Problem details: In the listing that follows, the lines starting at the one containing "positive clicks: (675, 215) (661, 214)" and ending at the one containing "221L682 212L673 206H653L641" are to be returned exactly, both boundary lines included, and no others.

Provided material:
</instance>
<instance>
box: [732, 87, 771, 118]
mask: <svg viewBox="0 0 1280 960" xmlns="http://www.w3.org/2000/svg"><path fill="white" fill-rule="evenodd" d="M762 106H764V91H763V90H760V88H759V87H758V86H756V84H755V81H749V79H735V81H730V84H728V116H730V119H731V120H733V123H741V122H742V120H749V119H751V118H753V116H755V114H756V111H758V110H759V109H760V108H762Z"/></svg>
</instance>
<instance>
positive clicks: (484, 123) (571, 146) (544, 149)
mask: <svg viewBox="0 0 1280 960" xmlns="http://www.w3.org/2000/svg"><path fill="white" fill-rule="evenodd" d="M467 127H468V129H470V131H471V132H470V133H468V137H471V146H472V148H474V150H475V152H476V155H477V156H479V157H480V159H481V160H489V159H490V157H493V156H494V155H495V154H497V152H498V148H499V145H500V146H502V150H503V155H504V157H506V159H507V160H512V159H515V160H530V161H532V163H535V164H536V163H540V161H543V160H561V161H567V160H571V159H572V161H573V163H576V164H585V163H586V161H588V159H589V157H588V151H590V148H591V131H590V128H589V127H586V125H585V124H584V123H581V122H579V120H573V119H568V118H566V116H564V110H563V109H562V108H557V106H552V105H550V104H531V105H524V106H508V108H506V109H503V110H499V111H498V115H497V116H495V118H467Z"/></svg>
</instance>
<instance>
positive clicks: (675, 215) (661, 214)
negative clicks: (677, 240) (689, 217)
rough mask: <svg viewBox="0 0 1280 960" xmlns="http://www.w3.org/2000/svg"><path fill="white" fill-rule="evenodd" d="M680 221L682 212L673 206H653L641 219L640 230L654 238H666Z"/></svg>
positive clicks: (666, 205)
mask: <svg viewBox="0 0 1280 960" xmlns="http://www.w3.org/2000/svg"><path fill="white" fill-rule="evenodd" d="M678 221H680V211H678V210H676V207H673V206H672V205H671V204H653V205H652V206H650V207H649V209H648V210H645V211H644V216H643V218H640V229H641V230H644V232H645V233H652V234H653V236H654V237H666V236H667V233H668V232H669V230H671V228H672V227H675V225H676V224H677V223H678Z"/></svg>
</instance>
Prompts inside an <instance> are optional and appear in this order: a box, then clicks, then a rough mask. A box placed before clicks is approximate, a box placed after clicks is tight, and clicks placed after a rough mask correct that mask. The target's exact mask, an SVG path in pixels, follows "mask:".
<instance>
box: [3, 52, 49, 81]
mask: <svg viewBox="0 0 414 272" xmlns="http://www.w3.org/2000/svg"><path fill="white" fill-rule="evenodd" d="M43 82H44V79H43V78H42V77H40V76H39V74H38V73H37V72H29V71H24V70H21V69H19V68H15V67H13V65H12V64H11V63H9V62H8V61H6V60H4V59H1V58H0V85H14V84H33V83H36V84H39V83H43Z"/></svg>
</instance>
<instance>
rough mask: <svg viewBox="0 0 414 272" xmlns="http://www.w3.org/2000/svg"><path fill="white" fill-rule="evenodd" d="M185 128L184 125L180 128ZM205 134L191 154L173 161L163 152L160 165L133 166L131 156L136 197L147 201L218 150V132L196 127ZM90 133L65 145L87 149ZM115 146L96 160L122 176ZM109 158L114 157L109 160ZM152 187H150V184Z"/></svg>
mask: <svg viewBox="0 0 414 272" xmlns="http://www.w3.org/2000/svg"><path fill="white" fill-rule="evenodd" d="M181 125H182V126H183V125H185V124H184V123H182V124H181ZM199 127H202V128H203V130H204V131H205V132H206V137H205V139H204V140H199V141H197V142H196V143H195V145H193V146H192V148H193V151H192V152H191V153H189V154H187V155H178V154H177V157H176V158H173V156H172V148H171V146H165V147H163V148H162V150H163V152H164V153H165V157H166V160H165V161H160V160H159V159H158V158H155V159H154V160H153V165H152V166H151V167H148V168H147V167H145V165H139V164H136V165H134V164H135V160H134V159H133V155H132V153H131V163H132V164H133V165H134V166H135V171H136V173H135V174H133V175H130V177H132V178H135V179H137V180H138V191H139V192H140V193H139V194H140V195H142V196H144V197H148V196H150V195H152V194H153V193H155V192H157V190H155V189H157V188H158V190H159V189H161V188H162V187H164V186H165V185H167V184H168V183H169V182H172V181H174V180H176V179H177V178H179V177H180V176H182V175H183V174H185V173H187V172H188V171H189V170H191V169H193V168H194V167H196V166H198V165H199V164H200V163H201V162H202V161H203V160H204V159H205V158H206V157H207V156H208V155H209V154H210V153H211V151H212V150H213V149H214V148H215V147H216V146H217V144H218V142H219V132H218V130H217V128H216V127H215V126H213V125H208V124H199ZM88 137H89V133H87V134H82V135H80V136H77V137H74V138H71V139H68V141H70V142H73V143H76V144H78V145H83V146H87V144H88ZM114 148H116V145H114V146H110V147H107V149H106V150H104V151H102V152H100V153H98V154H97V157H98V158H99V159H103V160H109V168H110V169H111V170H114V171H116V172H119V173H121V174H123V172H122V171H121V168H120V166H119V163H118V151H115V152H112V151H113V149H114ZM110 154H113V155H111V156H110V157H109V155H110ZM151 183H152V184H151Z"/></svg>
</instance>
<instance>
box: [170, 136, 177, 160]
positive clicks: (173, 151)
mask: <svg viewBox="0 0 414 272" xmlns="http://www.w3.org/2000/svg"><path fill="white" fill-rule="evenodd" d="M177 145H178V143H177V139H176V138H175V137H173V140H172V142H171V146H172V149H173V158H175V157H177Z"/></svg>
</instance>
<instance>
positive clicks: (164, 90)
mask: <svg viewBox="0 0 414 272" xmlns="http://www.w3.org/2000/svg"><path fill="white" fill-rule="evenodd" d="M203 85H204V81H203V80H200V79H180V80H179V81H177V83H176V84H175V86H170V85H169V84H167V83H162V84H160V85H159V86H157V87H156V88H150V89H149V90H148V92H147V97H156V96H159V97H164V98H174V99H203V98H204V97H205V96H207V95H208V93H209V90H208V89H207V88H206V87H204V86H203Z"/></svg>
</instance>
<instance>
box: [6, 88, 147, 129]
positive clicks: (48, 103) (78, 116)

Output of the exercise:
positive clicks: (675, 215) (661, 214)
negative clicks: (677, 240) (689, 217)
rough mask: <svg viewBox="0 0 1280 960" xmlns="http://www.w3.org/2000/svg"><path fill="white" fill-rule="evenodd" d="M680 221L682 212L673 206H653L641 219L640 230L654 238H666Z"/></svg>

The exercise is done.